> [Data for this task]:
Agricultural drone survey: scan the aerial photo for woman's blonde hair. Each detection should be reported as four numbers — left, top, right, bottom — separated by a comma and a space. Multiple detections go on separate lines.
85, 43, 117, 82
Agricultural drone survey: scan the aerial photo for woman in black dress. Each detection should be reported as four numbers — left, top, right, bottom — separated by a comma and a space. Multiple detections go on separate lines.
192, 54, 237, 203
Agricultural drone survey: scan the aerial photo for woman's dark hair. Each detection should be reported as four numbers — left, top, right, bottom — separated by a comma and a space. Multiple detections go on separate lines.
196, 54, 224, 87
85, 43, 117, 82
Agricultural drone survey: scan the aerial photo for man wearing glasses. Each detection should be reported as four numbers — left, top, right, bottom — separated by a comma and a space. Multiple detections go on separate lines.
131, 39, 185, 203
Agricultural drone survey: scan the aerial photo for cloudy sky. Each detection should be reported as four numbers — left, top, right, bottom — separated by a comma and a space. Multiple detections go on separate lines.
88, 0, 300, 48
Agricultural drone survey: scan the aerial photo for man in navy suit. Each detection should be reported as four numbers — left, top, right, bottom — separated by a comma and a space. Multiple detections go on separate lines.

> [Exercise objective]:
Reproduce every one of the lines above, including each request, and offset each bounding-box coordinate in the answers by adding 71 to it.

> [Task output]:
Agricultural drone survey: scan the aerial photo for woman's blonde hair. Each detection should be reported as four numbers — left, top, right, bottom — separated by a comma and a space. Multiple detections go on separate lines.
156, 114, 188, 153
Agricultural drone survey: scan the aerial photo for woman in black dress. Each detection should be reported as four numbers — left, top, right, bottom — separated by a comma and a space. Multiple detections go on separate lines.
263, 125, 308, 274
Agricultural drone survey: scan the aerial photo for woman's dark hair. Each detection should be reported as four numbers — left, top, right, bottom — separated by a comma and a space. Multiple detections go on separate lines.
267, 125, 295, 158
156, 114, 188, 153
Agricultural drone survey: scan the aerial photo for man wearing glasses. Each detection should be reported as four numbers — left, top, right, bottom — separated by a comma and a space. Multiple detections go on separate lines.
202, 110, 256, 274
Agricultural drone survey: scan the aerial photo for cloudy sky. Each detection should be reported as four numbers — left, top, right, bottom — separated by a comma and a space. Multiple detections go on separate lines.
159, 71, 371, 119
Agricultural drone survey: scan the aerial photo for man in navy suit. Each detection should be reported as four numbers — left, top, right, bottom — separated by a comma and a space. Multiple detections go on separate lines.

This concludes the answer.